*PAGINAFRAGMENT*
--------------------------------------------------

Iedereen die gelooft, ook een heiden, is een zoon en erfgenaam van Abraham. Daarbij klinkt ook een waarschuwing in hoofdstuk 11. De heidenen die als wilde loten zijn geënt op de edele olijfboom, moeten zich niet verheffen. Ook zij kunnen afgebroken worden als ze niet in het geloof blijven. En het natuurlijke Israël kan geënt worden als de Joden tot geloof komen.
Zie voor een uitgebreide uitleg deze studie: Wortel en takken: Rom.11:11-24.

De hoofdstukken 12 tot en met 16: Een vooruitblik

Romeinen 12:1-8: Onze persoonlijke toewijding aan God

De eerste twee verzen van Romeinen 12 zijn de inleiding voor het derde deel van de Romeinenbrief. Deze verzen zijn ook de verbinding tussen de eerdere hoofdstukken en wat nog komt. De oproep die Paulus doet om onszelf te wijden aan God, doet hij nadat hij heeft laten zien wat God voor ons heeft gedaan. Als we dat beseffen is een persoonlijke toewijding aan God het logische gevolg: onze “redelijke eredienst”.

Deze relatie met God en de toewijding aan Hem, is tevens de basis voor onze relatie met onze broeders en zusters. Daarom spreekt Paulus in de verzen 3 tot en met 8 over de verschillende gaven die God aan de gelovigen geeft. En hoe we deze gaven kunnen gebruiken voor het welzijn van de gemeente.

Romeinen 12:9-21: Onderlinge liefde

In dit gedeelte geeft Paulus een groot aantal korte voorschriften die we als richtlijn voor ons leven kunnen aanhouden. Ze zijn geworteld in de liefde. Die liefde moet ongeveinsd zijn, eerlijk en oprecht. Het Griekse woord wat hij gebruikt in vers 9 is “anhypocritos”: niet hypocriet.

--------------------------------------------------

*GETOONDE GEGEVENS*
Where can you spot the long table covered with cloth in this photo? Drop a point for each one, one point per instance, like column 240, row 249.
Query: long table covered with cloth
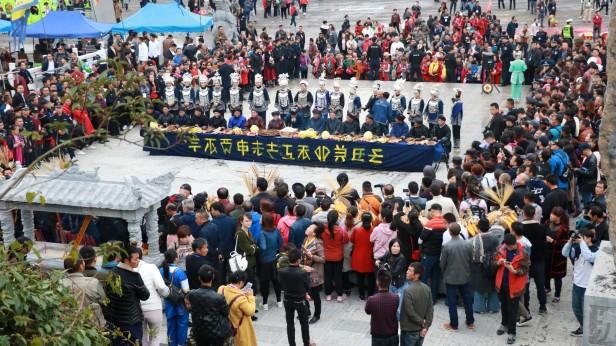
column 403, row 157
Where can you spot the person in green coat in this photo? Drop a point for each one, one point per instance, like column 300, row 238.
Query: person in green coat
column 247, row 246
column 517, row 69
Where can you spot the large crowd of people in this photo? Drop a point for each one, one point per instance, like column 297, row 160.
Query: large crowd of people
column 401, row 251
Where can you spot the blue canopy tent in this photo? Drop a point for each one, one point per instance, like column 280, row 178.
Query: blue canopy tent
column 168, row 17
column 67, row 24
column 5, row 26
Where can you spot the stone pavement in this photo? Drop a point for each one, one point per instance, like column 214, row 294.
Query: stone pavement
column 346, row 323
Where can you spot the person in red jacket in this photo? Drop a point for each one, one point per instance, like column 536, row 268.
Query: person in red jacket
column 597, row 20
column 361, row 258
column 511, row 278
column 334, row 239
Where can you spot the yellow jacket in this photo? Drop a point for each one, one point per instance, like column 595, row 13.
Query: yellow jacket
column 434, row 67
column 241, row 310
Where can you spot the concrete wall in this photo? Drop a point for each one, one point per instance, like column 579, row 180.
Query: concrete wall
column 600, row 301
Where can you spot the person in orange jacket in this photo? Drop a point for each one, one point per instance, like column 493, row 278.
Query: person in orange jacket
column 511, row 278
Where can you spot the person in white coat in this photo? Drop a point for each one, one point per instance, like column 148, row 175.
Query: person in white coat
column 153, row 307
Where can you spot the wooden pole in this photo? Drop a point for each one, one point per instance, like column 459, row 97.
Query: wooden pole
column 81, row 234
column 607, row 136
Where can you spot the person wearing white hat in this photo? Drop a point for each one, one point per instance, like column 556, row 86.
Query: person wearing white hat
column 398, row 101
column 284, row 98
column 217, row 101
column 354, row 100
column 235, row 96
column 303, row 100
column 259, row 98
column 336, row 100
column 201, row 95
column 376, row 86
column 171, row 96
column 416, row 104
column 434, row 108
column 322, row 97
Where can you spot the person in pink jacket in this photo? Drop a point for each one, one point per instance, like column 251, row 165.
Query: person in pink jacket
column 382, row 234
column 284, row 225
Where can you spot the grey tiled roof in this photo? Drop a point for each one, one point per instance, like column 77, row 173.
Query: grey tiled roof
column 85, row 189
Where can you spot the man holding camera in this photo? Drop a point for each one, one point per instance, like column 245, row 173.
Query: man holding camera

--------------------------------------------------

*SCHRIFTELIJKE OPDRACHT A*
Geef uit de vermeldingen alles opnieuw weer, van de regel met "Where can you spot the person in green" tot en met de regel met "column 334, row 239".
*SCHRIFTELIJKE OPDRACHT B*
Ga verder met het paginafragment over de Romeinenbrief, te beginnen na de laatste zin ervan.

*SCHRIFTELIJK ANTWOORD A*
Where can you spot the person in green coat in this photo? Drop a point for each one, one point per instance, like column 300, row 238.
Query: person in green coat
column 247, row 246
column 517, row 69
Where can you spot the large crowd of people in this photo? Drop a point for each one, one point per instance, like column 297, row 160.
Query: large crowd of people
column 401, row 251
Where can you spot the blue canopy tent in this photo? Drop a point for each one, one point per instance, like column 280, row 178.
Query: blue canopy tent
column 168, row 17
column 67, row 24
column 5, row 26
Where can you spot the stone pavement in this photo? Drop a point for each one, one point per instance, like column 214, row 294.
Query: stone pavement
column 346, row 323
Where can you spot the person in red jacket in this photo? Drop a point for each one, one point per instance, like column 536, row 268.
Query: person in red jacket
column 597, row 20
column 361, row 258
column 511, row 278
column 334, row 239

*SCHRIFTELIJK ANTWOORD B*
De verzen 9 tot en met 13 horen grammaticaal bij elkaar en zijn vooral gericht op de verhouding tussen gelovigen onderling. Vanaf vers 14 trekt Paulus het breder. Laten we streven naar het goede voor alle mensen en vrede met alle mensen. En hij eindigt met het liefhebben van de vijanden.

Romeinen 13:1-14: Verhouding tot de overheid en onze naasten

Romeinen 13 begint met een aansporing om je te onderwerpen aan het gezag van de overheid. We moeten dit lezen in het verlengde van de richtlijnen uit hoofdstuk 12. Daar eindigde Paulus met onze houding en gezindheid naar alle mensen en zelfs onze vijanden. De Romeinse overheid was regelmatig de vervolger van christenen. Toch moet dit niet leiden tot rebellie tegen het gezag. De overheid blijft een door God gegeven gezagsstructuur.

Daarna, in de verzen 8 tot en met 14 staat de liefde tot alle mensen centraal. De liefde is de vervulling van de wet.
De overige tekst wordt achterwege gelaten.